__GOAL__. Quote the whole listing word for word. Do not include the pictures.

__DATASET__.
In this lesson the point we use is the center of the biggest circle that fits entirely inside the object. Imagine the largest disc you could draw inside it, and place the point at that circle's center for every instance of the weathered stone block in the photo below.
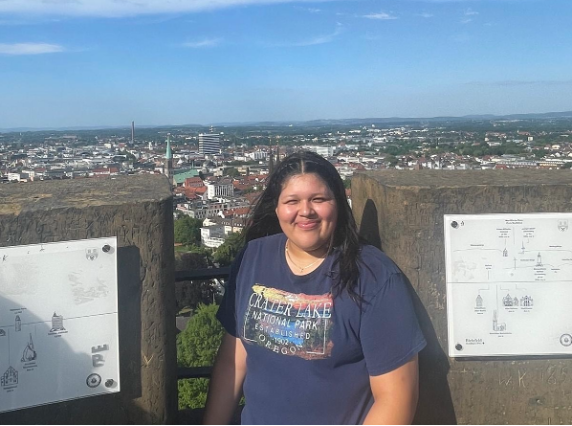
(138, 211)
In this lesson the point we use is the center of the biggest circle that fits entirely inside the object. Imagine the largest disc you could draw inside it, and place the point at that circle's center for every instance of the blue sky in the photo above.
(109, 62)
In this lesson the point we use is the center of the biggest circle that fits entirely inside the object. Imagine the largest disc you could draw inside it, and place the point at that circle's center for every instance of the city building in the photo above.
(220, 189)
(169, 172)
(209, 144)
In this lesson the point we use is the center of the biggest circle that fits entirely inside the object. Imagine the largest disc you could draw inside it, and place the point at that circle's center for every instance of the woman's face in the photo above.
(307, 212)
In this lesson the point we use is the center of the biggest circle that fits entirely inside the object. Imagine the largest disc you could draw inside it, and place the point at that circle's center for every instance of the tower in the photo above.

__ANSWER BELOW__.
In this lesson the point we use is the center of the biggest circle that fits entirely inside the object. Imagine the largest disc you could draw inside it, and place the point at that circle's center for every instance of the weathered stone block in the photo below.
(138, 211)
In this lesson the point we use is the center of the biggest circle that fits entirely inside the object. Imagine the largest disc you could draw inside it, and place the point at that circle's center for every instance of the blue sky in the photo above.
(109, 62)
In this lesson the point we use is the center of the biggest circle that fits entirely inside the object. Imagine the largest disc you could draw inside it, and place the point at that circle's center for every instance of the city building in the photo above.
(220, 189)
(169, 172)
(209, 144)
In this lesson the point we use is the center of the biggest circle that fits entirely inside the object. Imagine the largest disc you could draw inside it, and place the point at that circle's center for every instance of the woman's face in the photo above.
(307, 212)
In this lesson the point we use is the center of the biggest circle that fits entirely inside the object. Imagine the largest disc you could draw inside it, and place the point at that circle's center for every instance of the tower in the photo above.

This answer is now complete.